Return each line of the data below that contains the string "tank".

==== DATA FOR THE TASK

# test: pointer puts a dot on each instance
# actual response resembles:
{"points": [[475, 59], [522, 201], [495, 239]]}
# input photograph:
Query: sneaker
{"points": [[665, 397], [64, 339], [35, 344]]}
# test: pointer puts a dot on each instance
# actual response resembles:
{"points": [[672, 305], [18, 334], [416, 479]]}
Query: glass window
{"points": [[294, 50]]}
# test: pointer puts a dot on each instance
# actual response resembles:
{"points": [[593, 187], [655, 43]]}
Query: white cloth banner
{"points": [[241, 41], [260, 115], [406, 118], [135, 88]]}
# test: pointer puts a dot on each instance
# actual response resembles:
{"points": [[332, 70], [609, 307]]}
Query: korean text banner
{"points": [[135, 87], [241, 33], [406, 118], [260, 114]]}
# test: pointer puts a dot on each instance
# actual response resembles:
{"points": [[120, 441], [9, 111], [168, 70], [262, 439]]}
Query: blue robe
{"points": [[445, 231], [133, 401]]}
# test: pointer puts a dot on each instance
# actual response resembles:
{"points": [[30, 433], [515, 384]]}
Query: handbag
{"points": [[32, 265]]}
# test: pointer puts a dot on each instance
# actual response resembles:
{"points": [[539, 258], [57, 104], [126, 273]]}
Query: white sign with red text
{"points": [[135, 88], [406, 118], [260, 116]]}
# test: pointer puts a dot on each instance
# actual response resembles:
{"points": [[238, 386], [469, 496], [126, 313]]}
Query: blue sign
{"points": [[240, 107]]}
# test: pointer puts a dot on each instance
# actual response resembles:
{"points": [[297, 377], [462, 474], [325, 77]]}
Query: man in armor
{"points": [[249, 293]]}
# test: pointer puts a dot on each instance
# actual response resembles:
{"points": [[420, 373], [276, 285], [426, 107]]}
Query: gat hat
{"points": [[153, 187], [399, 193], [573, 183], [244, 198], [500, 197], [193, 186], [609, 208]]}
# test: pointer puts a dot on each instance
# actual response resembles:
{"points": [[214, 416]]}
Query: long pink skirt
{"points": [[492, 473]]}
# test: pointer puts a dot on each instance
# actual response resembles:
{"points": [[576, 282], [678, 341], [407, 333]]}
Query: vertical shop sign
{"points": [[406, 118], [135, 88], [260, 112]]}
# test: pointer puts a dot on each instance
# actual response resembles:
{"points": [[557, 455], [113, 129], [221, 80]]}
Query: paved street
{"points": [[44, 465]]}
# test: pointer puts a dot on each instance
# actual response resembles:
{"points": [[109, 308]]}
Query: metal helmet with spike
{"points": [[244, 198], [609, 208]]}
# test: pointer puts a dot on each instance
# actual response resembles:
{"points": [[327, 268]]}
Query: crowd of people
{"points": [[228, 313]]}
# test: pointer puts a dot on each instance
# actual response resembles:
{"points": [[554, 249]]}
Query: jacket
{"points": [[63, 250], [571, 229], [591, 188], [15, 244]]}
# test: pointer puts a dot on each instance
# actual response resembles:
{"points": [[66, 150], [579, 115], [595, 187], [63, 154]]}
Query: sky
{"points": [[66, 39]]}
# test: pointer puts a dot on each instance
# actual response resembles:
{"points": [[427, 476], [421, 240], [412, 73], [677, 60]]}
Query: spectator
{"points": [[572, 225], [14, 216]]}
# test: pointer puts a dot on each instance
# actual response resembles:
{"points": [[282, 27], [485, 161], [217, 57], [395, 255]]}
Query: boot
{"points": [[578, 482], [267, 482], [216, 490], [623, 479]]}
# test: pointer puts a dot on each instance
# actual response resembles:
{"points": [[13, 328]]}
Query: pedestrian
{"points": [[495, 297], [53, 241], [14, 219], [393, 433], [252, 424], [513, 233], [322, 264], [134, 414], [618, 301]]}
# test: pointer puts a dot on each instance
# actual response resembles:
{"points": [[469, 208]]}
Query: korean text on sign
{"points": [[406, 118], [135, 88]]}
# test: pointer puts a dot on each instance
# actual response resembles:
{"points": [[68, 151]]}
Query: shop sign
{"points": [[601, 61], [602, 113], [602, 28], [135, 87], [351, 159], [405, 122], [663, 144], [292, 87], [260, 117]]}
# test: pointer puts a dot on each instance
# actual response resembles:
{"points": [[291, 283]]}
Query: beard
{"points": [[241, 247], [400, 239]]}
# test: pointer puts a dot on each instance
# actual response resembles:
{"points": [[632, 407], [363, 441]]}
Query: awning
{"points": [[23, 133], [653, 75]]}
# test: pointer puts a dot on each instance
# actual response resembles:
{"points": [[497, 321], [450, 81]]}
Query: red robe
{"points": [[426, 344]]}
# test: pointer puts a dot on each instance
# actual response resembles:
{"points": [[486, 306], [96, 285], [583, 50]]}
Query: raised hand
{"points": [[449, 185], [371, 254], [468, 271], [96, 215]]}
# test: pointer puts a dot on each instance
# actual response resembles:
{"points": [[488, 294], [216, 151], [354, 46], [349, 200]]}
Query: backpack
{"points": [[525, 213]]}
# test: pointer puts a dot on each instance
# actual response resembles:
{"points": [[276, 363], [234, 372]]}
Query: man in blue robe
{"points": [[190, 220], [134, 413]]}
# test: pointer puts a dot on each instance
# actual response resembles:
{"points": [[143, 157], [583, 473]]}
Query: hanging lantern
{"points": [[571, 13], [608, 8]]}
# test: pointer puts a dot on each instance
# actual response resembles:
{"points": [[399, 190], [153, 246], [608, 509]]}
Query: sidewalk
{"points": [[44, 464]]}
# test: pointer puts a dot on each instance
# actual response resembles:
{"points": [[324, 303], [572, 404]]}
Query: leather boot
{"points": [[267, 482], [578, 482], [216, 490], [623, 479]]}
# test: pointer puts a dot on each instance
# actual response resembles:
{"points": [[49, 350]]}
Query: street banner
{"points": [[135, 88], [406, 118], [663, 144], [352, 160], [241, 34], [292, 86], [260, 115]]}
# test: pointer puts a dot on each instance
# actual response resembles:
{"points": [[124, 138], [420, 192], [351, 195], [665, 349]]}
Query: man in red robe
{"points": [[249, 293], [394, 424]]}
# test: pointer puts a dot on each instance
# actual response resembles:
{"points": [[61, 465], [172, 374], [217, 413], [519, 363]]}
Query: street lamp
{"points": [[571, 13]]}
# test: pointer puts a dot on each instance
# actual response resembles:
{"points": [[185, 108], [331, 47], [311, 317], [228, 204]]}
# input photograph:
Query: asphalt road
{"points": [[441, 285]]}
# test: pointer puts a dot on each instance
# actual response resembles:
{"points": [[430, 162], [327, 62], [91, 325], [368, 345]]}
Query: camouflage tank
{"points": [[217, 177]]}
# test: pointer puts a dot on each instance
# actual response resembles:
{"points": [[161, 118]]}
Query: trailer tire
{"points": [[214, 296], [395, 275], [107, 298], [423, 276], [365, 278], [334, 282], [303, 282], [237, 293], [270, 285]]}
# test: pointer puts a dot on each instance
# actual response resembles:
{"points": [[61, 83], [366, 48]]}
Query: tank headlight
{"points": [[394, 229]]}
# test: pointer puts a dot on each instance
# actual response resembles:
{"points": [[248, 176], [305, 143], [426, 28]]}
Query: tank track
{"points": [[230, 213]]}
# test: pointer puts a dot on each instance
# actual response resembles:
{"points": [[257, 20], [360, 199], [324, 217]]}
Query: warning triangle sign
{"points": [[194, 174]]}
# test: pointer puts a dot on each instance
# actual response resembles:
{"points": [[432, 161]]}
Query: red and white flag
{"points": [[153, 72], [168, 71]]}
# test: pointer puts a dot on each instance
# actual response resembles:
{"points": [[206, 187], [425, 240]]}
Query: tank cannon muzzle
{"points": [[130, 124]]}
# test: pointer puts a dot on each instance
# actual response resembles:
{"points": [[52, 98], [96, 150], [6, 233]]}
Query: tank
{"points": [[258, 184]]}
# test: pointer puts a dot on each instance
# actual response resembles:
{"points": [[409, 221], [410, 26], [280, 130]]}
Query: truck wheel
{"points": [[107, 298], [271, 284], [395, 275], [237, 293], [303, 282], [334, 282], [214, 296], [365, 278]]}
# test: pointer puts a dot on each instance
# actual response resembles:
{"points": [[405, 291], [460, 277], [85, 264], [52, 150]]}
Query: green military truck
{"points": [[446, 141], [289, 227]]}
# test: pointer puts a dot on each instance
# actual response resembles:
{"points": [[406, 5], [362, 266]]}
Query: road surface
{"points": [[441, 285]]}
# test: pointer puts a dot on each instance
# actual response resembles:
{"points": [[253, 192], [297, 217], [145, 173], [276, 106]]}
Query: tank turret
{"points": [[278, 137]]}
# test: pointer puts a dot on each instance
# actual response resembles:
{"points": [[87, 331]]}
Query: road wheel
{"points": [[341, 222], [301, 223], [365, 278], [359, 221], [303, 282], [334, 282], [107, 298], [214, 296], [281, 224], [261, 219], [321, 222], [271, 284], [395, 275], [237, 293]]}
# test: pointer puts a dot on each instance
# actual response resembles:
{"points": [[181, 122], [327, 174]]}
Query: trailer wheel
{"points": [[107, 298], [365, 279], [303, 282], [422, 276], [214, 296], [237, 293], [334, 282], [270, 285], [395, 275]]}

========

▶ TASK ANSWER:
Query: camouflage tank
Query: tank headlight
Query: tank track
Query: tank cannon muzzle
Query: tank
Query: tank turret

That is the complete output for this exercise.